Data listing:
******

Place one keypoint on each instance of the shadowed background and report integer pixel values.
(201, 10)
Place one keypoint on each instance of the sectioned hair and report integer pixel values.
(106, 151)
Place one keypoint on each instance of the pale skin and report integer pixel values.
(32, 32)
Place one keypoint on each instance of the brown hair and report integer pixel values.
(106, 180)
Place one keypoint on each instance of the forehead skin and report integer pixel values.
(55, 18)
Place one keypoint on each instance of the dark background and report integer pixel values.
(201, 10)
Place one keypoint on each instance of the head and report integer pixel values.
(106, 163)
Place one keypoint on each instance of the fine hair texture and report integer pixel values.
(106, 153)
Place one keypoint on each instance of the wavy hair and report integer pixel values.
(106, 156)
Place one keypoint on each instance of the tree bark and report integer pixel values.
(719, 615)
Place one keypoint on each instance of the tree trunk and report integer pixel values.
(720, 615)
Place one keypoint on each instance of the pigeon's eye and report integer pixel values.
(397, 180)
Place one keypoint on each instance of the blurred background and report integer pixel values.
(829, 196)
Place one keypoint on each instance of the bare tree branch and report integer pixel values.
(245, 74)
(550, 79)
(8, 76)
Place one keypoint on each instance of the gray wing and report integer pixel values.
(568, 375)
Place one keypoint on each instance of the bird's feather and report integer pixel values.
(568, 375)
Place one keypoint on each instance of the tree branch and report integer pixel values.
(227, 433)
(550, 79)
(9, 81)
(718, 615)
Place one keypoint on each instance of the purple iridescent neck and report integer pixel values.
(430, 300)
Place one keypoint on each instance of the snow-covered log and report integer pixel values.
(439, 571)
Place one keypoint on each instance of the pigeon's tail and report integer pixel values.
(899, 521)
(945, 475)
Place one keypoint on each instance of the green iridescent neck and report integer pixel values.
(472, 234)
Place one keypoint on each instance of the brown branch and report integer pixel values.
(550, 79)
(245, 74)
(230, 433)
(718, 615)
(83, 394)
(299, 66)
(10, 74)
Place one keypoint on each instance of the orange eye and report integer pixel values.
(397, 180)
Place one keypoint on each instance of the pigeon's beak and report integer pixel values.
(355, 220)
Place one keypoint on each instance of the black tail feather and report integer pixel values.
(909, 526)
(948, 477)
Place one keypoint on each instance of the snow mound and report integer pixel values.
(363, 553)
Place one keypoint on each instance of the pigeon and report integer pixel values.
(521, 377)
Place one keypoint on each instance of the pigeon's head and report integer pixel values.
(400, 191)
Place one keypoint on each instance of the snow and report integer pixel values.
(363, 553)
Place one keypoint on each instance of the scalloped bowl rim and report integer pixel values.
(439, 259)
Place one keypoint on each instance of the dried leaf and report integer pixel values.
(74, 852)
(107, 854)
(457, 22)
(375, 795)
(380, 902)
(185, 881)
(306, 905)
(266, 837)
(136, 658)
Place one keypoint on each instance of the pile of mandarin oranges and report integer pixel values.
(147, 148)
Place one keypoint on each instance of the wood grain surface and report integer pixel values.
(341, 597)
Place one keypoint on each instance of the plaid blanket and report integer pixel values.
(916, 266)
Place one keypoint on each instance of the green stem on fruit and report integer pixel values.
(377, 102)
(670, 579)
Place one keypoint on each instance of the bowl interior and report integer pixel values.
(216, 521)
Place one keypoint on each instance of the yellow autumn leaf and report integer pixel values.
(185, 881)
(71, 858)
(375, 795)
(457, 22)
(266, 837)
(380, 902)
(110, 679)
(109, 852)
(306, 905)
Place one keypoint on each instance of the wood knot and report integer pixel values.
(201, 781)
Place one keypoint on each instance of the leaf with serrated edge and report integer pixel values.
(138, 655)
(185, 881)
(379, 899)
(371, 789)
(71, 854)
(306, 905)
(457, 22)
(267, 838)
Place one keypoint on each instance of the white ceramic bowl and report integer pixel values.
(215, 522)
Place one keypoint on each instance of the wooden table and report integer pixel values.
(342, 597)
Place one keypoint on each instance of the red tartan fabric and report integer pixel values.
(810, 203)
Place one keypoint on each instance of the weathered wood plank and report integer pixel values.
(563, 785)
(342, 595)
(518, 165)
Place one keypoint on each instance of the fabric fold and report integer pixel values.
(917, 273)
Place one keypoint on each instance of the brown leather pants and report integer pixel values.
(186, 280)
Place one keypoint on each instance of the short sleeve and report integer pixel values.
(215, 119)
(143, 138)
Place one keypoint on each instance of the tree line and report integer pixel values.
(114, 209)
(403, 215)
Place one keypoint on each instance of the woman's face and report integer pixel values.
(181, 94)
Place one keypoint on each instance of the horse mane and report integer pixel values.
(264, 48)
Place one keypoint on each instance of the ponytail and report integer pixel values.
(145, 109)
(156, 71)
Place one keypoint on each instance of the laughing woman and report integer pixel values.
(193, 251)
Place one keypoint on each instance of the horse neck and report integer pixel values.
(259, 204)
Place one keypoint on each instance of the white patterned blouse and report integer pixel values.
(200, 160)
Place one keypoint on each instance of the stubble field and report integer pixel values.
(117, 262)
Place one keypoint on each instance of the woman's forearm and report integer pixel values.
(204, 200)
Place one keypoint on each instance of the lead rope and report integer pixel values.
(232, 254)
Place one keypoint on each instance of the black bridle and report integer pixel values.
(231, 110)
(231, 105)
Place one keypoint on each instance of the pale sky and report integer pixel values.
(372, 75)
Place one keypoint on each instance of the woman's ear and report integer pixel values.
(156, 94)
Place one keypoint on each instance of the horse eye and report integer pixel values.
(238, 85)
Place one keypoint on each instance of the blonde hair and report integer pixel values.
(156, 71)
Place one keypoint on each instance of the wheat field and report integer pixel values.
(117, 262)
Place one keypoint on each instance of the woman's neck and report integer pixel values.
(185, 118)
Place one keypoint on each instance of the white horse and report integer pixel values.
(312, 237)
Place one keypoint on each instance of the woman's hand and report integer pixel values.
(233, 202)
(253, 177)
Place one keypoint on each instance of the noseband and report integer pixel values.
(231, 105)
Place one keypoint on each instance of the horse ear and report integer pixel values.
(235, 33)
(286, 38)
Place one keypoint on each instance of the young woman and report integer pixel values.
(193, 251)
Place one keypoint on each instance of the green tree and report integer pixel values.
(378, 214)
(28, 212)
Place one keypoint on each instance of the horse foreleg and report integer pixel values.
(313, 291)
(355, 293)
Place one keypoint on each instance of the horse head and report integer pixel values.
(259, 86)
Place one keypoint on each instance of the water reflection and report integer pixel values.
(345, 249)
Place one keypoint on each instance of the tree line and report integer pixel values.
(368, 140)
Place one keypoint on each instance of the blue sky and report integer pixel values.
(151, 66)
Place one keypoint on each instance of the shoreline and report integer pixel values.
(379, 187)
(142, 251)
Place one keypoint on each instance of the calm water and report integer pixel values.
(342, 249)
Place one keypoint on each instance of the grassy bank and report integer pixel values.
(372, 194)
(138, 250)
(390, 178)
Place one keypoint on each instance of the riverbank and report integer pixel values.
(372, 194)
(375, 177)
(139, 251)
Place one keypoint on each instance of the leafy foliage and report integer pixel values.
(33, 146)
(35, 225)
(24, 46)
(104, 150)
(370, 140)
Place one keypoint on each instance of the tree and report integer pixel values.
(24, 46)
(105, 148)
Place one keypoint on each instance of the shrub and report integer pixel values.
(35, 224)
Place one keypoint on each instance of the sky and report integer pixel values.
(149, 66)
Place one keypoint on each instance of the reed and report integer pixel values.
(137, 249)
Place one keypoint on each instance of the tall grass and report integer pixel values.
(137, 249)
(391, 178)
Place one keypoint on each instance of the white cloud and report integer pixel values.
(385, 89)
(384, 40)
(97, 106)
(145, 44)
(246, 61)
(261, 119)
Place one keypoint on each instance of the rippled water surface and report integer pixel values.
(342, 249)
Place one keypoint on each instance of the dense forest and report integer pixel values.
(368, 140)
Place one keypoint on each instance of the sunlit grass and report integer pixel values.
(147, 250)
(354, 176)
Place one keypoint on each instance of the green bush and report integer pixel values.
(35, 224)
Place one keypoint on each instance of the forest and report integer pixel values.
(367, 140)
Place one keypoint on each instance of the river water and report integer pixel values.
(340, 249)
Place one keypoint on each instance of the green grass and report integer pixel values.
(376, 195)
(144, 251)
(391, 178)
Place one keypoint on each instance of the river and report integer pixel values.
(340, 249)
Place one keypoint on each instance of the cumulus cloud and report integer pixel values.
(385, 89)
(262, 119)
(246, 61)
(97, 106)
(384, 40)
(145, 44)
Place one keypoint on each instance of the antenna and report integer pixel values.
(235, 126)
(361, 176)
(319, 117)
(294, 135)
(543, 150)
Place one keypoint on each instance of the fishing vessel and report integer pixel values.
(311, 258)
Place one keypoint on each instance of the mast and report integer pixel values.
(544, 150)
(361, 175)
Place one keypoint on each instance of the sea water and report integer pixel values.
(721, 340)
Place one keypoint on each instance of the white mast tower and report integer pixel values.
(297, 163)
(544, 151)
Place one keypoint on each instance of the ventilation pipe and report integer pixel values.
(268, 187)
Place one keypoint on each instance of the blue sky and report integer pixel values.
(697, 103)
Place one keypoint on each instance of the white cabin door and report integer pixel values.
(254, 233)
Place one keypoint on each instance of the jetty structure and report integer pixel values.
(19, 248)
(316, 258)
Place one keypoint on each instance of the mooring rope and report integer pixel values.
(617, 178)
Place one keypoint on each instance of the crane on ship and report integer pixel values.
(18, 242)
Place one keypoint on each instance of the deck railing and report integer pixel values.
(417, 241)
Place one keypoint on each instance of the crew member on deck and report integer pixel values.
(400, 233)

******

> [Short problem]: Copy the entries word for word, starting at the line that contains "Place one keypoint on each instance of the white cabin" and ending after the last line of the entries.

> [Task result]:
Place one keypoint on each instance of the white cabin door and report integer pixel values.
(254, 233)
Place one keypoint on each instance of the jetty structure and report integer pixel values.
(19, 248)
(316, 258)
Place one keypoint on each instance of the mooring rope and report integer pixel values.
(617, 178)
Place one keypoint on each instance of the crane on ship and report integer pixel values.
(18, 242)
Place one keypoint on each instance of the deck railing and report integer pixel values.
(417, 241)
Place one keypoint on each instance of the crew member on deck and report integer pixel values.
(400, 233)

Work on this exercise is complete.